-------- Material shown
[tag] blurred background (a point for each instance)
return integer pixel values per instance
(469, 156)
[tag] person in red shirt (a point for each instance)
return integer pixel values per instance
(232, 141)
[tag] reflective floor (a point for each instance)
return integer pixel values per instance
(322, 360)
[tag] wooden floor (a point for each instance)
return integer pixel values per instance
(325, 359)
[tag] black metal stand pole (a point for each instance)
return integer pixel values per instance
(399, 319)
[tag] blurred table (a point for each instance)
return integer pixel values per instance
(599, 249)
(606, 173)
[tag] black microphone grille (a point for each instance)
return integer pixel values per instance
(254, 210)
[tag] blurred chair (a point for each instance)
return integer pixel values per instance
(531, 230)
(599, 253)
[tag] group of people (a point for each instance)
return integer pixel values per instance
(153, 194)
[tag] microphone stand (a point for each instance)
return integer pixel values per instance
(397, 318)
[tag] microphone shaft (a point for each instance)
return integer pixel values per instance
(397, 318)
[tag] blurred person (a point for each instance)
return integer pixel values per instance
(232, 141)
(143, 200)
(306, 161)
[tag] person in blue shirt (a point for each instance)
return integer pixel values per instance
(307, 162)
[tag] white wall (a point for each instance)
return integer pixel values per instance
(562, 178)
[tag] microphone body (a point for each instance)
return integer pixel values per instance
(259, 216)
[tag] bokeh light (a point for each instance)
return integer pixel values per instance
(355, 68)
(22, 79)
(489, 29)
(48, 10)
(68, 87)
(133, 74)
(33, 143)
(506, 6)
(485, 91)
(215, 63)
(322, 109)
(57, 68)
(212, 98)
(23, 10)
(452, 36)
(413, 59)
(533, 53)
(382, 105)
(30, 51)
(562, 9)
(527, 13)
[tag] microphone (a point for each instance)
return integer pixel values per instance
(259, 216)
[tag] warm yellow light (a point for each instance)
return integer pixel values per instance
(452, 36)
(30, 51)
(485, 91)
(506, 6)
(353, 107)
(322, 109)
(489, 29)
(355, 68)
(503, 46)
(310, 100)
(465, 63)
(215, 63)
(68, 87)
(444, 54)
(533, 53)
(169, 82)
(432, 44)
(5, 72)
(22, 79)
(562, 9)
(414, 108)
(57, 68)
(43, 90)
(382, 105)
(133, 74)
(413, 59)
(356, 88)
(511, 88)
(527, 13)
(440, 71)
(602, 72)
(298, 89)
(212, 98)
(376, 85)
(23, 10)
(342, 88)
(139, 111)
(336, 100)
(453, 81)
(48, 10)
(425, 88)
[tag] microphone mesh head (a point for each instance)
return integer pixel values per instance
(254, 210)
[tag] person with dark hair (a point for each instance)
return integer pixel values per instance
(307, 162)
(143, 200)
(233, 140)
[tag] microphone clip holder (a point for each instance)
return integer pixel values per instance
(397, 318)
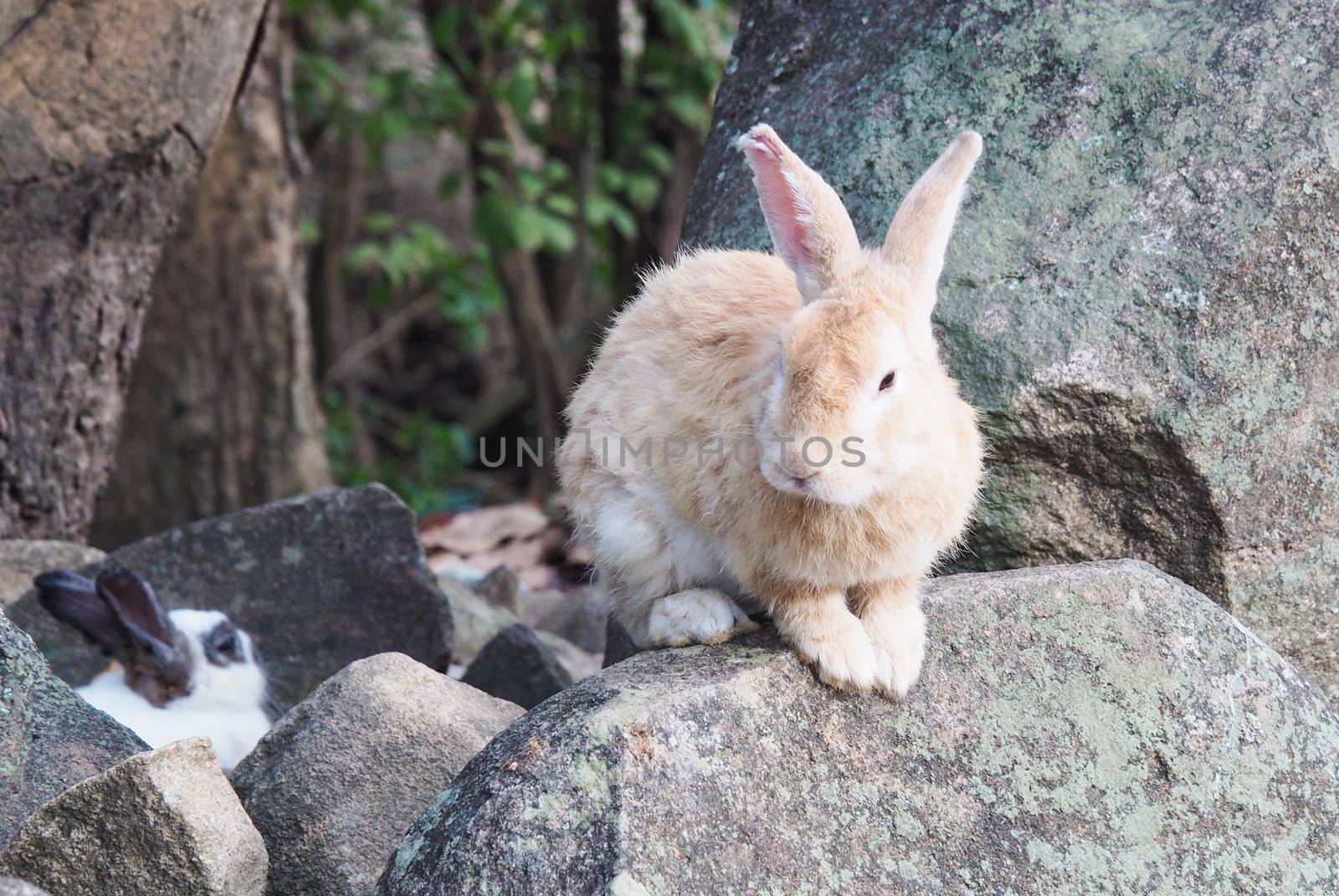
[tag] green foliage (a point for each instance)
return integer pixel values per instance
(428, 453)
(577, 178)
----------------
-------- Material shown
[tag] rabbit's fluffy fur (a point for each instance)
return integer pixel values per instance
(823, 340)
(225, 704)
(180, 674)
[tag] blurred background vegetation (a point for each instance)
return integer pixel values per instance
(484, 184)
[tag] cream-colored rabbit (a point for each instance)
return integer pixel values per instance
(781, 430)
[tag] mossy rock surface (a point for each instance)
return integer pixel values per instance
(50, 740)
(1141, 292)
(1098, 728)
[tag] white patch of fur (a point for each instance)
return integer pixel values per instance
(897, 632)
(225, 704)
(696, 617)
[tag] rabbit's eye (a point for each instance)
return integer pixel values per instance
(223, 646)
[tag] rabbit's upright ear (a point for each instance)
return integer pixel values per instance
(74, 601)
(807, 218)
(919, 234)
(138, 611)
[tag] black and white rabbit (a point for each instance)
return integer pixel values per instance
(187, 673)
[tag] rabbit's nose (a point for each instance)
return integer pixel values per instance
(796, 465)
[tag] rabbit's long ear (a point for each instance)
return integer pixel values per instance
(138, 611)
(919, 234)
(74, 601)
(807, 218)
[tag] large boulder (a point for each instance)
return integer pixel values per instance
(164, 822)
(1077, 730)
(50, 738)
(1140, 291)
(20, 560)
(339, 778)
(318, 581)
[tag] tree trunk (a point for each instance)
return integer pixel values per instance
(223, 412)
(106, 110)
----------------
▸ Job:
Extract each line in the entries above that contains the string "stand".

▸ Complete response:
[tag] black metal stand pole (a point for each instance)
[tag] microphone stand (a point for each instance)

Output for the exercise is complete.